Work instructions: I need each line of the entries below that includes the string "above".

--- Task material Enclosed Below ---

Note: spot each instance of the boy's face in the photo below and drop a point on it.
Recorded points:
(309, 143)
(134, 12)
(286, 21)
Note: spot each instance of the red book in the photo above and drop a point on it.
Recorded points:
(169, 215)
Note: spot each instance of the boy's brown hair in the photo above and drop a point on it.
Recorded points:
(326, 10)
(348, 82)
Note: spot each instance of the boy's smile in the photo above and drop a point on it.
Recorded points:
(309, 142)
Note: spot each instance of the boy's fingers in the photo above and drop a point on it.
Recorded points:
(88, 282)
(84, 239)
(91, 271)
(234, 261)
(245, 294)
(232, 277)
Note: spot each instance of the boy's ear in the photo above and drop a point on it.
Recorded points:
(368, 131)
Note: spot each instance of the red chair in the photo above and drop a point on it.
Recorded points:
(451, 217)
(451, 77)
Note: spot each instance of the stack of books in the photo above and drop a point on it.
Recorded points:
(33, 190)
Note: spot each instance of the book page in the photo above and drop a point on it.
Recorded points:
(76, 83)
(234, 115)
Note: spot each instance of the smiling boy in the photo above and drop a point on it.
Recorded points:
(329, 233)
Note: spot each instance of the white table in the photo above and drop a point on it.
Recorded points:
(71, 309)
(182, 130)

--- End of Enclosed Task material ---
--- Task material Enclosed Below ---

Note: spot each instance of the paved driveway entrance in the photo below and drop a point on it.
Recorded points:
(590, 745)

--- End of Enclosed Task material ---
--- Task material Enclosed Below ---

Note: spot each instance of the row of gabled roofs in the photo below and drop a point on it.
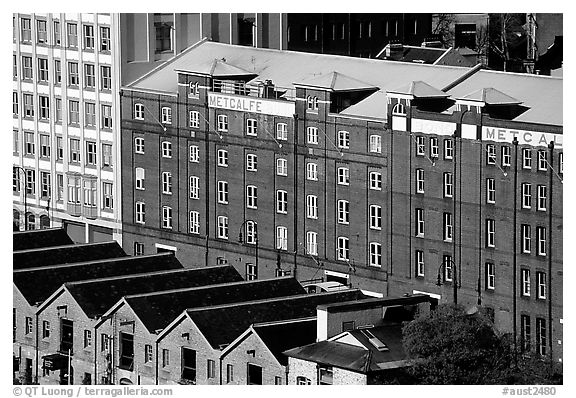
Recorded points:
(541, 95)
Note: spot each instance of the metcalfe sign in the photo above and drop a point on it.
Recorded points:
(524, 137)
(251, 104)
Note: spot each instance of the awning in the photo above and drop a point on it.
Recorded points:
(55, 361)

--- End of Enclosed Task material ---

Exercise response:
Note: spot each instance of the red book in the photo above and drop a point on it.
Note: spot each instance of the boy's brown hair in the photo above and drop a point on it.
Note: spot each instance of the boy's smile in the photo above and drop a point on it.
Note: spot each instance of the boy's fingers in the photo above and drop a point on it.
Note: spot each instance of the boy's ear in the photo above and drop a point on it.
Note: spot each instance of the red chair in the photo above and drop a point on it.
Note: spot each instance of the stack of books in the photo above and drop a point on it.
Note: spot each instance of the book page in the photo above and drop a point on it.
Note: spot each instance of the smiling boy in the photo above and drop a point on it.
Note: spot each instance of the white table in the photo above and drop a point on it.
Note: spot each instance of the metcalfe sign in the photo above and drop a point on it.
Note: spot each instance of the awning in the photo above and drop a point on it.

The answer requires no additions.